### Instructions for the task
Return, unchanged, every line of the data from the one containing "Target: red plastic pot" through the last line of the data, including both of those lines.
━━━━━━━━━━━━━━━━
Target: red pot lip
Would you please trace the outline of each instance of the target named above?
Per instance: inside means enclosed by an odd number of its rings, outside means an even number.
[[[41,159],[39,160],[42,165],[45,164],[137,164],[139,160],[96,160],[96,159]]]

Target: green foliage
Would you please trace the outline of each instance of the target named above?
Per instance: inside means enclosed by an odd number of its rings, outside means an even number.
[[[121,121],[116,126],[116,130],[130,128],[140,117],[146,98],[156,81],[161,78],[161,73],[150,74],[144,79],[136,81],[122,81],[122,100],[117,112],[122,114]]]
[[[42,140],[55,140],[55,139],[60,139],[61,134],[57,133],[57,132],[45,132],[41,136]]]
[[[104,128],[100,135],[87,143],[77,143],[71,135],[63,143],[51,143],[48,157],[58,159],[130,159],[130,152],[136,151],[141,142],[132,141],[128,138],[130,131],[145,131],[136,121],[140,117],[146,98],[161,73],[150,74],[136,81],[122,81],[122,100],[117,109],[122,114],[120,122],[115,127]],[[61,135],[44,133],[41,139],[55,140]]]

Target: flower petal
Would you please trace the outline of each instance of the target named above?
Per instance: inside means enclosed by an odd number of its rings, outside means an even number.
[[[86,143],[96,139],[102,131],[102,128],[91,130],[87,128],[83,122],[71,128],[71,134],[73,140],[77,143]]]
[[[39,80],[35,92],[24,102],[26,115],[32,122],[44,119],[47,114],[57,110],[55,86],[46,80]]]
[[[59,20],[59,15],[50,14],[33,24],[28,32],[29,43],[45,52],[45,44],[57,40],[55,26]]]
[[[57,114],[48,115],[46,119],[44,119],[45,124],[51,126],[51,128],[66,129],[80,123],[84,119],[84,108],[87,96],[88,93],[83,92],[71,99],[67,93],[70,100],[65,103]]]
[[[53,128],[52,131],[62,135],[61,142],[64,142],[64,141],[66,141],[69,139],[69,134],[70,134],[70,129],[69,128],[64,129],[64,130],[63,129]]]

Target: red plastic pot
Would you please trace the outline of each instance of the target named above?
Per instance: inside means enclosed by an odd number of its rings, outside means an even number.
━━━━━━━━━━━━━━━━
### Task result
Target: red plastic pot
Would you please trace the outline of each instance of the target named above?
Per instance: inside means enclosed by an odd number of its rings, outside means an even number.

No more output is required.